Try it:
The records below must be repeated exactly, but without their pictures.

Point-per-instance localization data:
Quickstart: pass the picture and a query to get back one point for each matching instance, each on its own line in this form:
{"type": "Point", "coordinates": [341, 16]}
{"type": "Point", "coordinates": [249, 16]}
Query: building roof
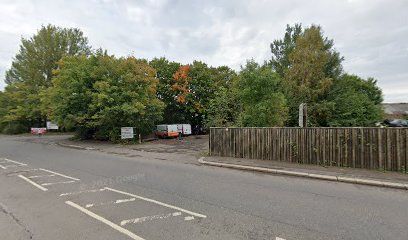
{"type": "Point", "coordinates": [395, 108]}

Written response:
Quickstart: pass the picture and a query to get back one point for each matching instance, each on its own line in this form:
{"type": "Point", "coordinates": [341, 16]}
{"type": "Point", "coordinates": [249, 16]}
Query: building roof
{"type": "Point", "coordinates": [395, 108]}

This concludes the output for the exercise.